__Challenge__:
Locate every line below that contains the word "gilded" and copy each one in full. Case counts.

__Supplied material__:
--------------------------------------------------
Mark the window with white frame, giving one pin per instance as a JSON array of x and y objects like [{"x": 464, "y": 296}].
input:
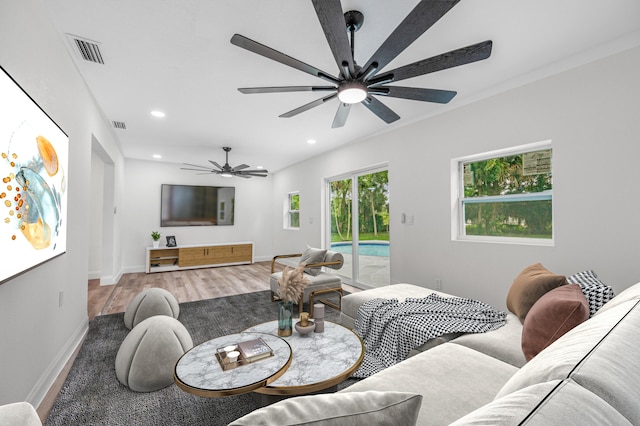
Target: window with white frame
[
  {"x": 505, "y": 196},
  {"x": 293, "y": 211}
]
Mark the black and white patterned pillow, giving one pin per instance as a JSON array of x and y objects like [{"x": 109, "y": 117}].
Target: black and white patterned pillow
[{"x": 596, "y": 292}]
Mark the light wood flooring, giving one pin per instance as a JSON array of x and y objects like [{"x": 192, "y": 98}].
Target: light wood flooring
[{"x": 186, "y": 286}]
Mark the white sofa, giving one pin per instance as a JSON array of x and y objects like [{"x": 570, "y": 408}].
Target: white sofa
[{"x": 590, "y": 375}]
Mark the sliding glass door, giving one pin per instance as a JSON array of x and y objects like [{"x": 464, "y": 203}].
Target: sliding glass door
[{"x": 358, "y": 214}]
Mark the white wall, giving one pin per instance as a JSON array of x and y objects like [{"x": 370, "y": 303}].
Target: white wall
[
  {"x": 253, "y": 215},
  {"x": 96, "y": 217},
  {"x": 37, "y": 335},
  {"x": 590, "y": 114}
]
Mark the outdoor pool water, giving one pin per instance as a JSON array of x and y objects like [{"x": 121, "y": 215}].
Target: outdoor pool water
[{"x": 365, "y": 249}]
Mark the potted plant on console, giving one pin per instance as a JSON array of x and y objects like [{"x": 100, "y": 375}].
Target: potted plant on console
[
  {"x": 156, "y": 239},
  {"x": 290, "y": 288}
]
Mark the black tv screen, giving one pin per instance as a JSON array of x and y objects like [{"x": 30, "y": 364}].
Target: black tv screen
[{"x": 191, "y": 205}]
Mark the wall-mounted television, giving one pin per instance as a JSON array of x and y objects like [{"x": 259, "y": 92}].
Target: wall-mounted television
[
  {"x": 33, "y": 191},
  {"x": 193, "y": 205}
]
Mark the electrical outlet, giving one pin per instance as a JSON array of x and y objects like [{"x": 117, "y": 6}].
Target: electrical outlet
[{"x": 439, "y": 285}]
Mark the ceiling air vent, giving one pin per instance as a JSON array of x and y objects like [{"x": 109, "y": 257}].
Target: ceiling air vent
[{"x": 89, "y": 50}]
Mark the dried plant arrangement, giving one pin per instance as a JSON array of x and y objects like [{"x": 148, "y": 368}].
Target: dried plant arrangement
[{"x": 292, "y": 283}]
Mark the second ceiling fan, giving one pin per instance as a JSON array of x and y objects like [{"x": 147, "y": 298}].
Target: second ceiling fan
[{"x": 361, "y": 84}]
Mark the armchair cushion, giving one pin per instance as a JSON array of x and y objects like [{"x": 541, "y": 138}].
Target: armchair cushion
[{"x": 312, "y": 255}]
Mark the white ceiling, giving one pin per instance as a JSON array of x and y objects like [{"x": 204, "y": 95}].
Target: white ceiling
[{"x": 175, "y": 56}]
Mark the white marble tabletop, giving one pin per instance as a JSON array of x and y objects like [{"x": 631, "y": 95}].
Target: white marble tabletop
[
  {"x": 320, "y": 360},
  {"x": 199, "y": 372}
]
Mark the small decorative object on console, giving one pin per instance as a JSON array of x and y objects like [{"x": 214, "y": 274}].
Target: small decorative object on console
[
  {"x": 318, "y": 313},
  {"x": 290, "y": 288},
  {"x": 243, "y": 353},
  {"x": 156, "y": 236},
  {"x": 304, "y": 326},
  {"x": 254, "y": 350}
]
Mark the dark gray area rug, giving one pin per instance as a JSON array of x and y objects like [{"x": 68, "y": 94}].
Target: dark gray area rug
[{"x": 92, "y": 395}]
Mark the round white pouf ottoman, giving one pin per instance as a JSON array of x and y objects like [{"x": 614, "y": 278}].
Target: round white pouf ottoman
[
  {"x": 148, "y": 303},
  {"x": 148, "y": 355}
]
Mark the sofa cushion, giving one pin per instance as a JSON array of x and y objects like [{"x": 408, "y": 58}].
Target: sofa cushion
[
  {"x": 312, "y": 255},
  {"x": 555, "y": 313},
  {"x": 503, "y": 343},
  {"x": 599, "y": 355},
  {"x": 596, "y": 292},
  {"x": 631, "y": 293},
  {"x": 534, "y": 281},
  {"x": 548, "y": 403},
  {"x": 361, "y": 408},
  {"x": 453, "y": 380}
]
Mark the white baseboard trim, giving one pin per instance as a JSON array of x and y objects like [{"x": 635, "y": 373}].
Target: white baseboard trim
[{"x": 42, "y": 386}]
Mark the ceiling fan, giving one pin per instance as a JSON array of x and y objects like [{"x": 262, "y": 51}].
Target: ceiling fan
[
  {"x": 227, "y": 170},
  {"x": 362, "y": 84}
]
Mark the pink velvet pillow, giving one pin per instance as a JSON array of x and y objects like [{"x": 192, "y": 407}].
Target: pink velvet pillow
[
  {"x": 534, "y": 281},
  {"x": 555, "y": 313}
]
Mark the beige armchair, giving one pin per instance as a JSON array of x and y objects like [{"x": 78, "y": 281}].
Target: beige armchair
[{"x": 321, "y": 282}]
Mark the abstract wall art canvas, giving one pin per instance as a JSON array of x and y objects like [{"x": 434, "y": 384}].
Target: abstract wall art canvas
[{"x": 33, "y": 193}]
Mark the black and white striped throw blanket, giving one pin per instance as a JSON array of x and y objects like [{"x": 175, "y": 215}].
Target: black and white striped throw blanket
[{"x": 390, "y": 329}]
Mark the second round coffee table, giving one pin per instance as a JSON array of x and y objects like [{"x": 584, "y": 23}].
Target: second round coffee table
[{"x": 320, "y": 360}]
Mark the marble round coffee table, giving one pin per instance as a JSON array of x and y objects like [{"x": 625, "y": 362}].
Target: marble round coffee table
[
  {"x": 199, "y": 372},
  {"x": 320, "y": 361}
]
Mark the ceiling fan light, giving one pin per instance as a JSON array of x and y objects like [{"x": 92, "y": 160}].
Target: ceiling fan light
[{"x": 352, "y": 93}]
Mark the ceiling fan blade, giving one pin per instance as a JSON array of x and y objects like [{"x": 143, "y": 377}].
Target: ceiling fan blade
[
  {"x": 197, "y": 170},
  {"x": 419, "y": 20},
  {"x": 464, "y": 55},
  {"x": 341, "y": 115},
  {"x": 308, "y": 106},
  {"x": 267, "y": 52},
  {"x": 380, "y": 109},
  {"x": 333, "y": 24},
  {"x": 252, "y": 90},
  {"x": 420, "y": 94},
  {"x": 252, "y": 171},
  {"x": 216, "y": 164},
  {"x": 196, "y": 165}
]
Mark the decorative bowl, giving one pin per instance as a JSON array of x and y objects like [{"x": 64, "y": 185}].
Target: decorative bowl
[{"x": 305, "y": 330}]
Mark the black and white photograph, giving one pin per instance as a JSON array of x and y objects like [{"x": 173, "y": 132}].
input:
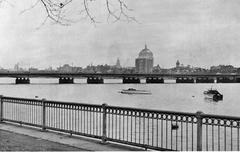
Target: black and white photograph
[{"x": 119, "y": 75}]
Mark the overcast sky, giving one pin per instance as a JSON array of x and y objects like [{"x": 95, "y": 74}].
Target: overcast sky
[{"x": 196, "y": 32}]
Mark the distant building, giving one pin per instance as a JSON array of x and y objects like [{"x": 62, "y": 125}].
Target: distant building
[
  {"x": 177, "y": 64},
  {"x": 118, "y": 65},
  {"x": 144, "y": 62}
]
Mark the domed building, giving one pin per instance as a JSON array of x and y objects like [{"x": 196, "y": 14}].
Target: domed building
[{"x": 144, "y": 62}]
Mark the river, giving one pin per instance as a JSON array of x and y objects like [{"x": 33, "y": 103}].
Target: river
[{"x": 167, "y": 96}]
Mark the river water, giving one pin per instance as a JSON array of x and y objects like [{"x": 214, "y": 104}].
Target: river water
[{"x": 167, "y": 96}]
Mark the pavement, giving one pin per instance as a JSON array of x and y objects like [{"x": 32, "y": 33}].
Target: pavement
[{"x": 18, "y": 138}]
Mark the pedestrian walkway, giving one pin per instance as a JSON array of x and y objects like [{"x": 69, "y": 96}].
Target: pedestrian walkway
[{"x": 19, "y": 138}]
--------------------------------------------------
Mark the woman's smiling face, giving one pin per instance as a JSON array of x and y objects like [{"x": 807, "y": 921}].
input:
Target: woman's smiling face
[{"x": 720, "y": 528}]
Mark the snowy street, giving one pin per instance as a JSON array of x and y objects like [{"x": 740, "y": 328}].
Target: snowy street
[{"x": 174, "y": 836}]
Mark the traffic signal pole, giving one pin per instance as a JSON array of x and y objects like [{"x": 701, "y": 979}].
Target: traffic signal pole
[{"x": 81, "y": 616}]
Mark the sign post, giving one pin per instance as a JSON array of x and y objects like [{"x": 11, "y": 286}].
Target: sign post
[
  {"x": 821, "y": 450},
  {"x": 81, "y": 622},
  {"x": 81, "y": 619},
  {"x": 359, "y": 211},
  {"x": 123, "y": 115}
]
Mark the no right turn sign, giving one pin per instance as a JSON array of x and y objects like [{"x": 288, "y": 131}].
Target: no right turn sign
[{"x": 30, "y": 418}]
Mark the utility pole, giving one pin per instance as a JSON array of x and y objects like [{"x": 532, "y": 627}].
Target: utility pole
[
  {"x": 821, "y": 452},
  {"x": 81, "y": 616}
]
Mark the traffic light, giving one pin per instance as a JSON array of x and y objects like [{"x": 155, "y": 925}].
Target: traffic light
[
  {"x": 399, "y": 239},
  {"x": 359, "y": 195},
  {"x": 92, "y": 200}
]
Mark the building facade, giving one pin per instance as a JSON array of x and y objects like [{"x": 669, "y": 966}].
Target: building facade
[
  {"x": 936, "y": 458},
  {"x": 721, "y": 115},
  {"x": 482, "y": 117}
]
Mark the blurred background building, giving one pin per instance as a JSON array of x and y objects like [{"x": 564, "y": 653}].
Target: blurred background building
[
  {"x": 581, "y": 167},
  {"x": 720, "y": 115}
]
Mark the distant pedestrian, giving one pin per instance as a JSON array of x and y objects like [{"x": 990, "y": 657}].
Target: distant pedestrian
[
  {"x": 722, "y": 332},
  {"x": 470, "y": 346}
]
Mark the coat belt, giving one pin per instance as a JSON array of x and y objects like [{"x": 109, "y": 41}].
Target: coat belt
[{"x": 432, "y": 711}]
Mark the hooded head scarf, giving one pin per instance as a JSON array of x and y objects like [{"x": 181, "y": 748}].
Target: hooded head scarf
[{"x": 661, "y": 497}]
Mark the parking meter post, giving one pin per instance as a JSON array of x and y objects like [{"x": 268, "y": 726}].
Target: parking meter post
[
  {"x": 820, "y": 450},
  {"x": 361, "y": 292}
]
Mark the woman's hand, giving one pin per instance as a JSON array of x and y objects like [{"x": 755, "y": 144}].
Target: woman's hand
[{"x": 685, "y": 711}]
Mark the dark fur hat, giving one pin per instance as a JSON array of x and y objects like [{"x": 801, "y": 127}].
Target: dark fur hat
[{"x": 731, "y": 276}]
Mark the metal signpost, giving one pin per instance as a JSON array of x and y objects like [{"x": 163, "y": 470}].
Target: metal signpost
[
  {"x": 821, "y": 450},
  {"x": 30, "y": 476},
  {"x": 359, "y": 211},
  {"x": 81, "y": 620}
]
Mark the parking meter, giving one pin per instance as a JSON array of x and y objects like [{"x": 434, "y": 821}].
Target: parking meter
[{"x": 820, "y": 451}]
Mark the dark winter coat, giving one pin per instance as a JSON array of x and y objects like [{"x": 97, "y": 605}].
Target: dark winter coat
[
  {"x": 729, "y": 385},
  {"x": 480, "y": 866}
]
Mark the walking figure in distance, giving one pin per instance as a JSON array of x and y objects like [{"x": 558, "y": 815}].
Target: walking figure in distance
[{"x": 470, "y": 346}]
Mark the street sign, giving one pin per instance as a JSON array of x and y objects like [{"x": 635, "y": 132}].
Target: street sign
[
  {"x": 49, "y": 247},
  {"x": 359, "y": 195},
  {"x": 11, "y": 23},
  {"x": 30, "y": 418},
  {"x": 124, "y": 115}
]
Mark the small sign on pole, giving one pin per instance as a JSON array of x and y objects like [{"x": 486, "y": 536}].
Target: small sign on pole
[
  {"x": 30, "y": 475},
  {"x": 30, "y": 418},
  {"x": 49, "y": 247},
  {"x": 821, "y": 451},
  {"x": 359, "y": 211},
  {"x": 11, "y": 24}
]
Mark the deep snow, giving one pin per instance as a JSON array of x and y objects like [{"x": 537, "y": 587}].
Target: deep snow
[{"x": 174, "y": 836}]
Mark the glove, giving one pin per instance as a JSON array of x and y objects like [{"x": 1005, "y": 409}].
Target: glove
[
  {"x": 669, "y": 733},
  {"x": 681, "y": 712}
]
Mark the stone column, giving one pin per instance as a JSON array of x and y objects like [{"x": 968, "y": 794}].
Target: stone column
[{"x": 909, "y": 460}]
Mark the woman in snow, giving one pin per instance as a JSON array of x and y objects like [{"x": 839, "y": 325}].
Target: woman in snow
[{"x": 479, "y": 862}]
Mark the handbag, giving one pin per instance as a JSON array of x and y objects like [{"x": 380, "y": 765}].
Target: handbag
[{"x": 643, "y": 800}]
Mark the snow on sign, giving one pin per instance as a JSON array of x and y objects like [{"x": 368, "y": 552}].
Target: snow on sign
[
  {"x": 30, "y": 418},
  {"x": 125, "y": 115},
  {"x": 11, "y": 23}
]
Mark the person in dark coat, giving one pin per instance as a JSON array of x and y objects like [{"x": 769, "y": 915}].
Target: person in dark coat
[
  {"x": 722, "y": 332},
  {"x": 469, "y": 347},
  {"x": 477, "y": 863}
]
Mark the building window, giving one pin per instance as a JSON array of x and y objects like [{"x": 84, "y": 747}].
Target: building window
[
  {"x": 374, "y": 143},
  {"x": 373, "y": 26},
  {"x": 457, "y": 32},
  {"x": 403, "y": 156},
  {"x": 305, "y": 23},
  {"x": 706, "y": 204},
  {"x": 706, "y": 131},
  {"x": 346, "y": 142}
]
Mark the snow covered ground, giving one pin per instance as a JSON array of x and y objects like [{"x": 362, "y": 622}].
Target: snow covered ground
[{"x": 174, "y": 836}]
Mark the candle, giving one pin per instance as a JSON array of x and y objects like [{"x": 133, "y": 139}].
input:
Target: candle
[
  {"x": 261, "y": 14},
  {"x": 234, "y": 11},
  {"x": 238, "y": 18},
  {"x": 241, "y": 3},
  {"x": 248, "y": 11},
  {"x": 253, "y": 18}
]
--------------------------------------------------
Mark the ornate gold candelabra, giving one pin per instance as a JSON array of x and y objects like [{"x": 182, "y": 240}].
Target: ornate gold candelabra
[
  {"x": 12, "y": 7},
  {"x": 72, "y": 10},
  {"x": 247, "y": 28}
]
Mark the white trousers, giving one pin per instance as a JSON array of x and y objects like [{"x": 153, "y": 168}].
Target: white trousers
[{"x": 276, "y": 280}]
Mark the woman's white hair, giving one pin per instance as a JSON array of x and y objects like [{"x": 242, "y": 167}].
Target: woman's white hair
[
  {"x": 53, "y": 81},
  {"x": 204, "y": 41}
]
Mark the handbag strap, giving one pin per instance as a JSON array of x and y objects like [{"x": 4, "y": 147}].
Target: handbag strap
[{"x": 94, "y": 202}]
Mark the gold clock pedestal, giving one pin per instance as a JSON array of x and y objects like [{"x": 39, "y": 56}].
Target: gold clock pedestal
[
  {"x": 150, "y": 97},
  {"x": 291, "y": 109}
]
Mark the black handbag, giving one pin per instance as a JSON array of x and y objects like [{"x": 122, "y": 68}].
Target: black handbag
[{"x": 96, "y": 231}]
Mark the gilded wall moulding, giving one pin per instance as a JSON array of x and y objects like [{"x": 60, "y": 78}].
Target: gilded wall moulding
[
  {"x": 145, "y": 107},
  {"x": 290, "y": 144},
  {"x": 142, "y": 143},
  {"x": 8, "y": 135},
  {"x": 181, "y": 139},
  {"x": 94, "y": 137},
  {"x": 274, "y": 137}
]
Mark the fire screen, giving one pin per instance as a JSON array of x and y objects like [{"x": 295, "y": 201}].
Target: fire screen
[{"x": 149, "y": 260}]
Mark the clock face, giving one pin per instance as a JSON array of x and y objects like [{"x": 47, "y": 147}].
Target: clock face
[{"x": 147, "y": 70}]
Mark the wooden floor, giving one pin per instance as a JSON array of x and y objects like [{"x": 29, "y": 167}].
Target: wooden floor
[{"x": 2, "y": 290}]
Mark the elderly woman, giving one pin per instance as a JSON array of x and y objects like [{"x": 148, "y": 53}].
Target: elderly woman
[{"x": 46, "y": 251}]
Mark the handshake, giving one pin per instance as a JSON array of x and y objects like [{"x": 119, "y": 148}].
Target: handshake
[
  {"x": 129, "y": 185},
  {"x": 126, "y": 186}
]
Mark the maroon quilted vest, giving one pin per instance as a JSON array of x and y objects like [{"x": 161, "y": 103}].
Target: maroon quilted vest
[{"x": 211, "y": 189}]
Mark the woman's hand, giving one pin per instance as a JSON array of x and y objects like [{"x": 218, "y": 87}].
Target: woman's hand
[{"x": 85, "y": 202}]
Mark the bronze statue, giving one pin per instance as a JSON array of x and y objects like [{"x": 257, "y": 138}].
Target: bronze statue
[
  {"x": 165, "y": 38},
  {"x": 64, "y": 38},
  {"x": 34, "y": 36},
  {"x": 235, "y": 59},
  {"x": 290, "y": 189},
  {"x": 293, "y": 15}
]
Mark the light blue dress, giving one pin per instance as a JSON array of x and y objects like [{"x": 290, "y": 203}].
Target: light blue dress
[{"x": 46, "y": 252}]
--------------------------------------------------
__Response to the task__:
Mark the gilded wall moulding, giving one pin per instance as a JSON array of x and y objects like [{"x": 60, "y": 78}].
Target: gilded wall moulding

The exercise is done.